• Given exercise
Extract each line below that contains the string "blouse". Case counts.

+--

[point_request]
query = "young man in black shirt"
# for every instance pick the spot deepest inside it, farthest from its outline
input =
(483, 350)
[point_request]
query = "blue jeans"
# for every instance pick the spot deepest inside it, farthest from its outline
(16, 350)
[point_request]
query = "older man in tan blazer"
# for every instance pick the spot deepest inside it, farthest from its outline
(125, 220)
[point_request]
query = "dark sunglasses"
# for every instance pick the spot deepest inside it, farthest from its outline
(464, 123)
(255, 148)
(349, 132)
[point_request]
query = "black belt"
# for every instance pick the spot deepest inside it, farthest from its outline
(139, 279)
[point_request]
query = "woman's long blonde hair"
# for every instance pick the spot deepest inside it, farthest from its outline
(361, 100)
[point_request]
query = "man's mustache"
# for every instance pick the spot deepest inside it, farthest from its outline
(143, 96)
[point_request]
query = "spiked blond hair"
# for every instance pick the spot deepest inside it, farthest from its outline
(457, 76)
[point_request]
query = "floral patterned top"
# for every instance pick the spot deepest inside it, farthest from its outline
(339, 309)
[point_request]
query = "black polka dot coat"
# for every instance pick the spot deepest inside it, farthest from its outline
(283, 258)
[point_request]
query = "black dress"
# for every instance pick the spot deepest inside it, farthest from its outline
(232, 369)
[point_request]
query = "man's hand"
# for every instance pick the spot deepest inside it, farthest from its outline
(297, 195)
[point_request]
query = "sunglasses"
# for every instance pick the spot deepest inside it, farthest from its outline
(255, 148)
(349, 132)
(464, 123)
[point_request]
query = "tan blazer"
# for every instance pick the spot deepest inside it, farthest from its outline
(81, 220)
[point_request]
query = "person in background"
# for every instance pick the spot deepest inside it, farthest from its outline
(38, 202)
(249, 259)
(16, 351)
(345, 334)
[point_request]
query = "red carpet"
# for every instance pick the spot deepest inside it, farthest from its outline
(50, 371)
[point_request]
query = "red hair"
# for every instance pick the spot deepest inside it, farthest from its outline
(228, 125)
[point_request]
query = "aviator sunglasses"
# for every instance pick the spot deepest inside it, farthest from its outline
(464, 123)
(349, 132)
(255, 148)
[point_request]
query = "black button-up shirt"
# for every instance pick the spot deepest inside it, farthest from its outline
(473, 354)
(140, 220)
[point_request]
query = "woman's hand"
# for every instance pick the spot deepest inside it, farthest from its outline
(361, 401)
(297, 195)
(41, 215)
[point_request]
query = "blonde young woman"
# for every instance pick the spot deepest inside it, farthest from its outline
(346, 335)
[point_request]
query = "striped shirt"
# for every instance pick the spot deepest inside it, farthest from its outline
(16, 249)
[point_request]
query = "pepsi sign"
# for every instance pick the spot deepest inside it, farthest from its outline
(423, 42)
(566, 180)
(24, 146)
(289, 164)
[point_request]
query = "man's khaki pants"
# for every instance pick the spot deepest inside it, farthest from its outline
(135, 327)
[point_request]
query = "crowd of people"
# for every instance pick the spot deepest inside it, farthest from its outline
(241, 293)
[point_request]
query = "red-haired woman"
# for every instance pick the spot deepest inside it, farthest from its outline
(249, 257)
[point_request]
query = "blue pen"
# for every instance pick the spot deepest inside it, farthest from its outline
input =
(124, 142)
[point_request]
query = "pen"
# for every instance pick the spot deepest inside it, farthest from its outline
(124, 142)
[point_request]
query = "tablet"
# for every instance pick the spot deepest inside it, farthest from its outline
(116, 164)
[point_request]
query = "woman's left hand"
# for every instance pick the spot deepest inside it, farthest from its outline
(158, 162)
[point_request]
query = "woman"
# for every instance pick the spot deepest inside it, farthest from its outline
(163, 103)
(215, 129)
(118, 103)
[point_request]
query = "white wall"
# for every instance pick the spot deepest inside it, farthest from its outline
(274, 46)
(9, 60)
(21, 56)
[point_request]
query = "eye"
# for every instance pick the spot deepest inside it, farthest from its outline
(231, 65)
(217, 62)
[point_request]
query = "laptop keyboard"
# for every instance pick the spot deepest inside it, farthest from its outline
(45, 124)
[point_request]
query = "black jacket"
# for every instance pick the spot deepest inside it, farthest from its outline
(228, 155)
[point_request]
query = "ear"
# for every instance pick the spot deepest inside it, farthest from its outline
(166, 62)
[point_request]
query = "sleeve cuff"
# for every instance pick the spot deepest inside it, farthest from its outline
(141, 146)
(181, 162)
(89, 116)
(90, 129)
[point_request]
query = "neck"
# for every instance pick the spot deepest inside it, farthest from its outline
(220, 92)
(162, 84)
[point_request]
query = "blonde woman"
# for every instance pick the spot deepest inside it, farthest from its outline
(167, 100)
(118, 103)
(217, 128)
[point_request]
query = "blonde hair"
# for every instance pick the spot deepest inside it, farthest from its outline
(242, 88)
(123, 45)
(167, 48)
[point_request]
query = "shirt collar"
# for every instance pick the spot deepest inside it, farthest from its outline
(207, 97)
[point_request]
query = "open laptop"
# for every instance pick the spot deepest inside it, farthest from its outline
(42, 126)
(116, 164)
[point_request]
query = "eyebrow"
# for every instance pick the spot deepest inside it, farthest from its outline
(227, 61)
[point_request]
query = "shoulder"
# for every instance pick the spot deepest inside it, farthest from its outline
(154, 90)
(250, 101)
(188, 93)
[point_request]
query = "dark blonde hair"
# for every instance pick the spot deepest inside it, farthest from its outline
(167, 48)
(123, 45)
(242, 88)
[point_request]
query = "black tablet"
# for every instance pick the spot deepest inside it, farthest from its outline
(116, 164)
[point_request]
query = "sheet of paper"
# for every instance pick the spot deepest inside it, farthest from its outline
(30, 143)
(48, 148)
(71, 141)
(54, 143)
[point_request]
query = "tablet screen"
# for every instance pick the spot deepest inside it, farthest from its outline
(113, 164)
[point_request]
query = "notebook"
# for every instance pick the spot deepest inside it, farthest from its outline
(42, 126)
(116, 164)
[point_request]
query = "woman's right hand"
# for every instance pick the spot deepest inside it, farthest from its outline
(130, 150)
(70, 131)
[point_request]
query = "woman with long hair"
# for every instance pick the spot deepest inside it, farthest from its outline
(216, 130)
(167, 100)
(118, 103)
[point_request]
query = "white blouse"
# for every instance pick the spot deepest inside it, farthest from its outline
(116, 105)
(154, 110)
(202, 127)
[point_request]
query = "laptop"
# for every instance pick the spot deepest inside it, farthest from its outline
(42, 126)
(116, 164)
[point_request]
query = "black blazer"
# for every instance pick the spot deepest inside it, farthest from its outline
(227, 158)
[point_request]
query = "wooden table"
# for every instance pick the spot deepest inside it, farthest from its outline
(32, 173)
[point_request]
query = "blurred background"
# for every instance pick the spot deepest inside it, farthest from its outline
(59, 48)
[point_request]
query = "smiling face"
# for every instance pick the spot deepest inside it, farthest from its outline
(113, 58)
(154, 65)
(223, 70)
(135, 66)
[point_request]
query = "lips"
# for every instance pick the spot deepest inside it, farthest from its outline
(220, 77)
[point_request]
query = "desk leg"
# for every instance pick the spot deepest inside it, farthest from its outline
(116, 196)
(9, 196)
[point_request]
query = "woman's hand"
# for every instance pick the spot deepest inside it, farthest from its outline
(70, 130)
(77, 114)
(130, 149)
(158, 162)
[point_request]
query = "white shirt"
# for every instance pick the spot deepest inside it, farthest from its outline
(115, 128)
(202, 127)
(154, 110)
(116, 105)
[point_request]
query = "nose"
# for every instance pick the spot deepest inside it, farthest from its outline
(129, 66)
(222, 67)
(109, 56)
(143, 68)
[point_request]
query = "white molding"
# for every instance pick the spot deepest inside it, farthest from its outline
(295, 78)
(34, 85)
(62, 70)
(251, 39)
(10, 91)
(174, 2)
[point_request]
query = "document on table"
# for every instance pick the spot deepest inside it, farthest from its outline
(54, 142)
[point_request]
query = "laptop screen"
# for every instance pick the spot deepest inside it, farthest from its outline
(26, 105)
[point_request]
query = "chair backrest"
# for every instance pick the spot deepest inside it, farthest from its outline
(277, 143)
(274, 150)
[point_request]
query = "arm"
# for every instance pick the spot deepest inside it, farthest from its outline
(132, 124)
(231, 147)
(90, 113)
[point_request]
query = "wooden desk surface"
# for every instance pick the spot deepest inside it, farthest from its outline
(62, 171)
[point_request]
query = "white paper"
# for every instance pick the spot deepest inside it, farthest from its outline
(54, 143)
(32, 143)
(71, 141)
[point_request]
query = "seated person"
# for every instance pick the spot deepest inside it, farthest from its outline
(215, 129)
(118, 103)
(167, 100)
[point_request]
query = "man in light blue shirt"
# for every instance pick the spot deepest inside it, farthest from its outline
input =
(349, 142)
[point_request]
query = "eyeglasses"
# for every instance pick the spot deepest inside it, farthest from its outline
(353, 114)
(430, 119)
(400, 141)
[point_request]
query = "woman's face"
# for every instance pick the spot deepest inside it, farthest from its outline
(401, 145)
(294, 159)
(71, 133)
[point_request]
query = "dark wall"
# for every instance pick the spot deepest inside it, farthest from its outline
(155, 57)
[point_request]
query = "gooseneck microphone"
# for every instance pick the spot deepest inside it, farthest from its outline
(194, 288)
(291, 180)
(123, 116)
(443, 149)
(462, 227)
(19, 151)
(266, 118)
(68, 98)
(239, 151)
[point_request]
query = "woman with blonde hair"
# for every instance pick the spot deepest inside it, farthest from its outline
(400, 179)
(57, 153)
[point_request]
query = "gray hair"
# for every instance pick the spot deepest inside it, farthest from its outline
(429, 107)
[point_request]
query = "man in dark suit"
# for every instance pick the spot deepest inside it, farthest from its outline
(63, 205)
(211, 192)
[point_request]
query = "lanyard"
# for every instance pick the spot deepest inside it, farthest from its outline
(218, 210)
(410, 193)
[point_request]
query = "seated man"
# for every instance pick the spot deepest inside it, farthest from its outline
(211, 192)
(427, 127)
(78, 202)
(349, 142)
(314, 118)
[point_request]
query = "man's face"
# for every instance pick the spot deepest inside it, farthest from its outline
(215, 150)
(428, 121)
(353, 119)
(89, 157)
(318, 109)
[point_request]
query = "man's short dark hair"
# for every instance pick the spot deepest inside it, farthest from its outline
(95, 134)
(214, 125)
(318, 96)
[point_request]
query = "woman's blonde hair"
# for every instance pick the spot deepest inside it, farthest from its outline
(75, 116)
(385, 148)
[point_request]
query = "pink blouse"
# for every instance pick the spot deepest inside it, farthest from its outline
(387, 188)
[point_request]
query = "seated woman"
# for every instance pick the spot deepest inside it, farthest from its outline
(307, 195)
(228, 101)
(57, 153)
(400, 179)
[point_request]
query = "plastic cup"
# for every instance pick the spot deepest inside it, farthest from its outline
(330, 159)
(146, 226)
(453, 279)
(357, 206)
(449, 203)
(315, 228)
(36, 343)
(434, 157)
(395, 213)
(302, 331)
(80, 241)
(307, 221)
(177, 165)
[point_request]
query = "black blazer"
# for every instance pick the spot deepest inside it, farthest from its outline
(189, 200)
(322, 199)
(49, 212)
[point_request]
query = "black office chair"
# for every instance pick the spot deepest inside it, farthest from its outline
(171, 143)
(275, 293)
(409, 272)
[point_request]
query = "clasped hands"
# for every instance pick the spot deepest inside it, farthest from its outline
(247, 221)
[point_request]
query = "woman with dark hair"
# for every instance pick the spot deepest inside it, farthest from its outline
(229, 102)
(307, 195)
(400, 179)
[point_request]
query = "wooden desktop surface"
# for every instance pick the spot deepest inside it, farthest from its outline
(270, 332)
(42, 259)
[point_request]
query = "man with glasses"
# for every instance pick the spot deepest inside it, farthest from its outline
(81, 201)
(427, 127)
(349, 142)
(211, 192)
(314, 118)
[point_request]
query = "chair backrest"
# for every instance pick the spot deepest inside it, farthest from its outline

+--

• Response
query = "white blouse"
query = "pink blouse"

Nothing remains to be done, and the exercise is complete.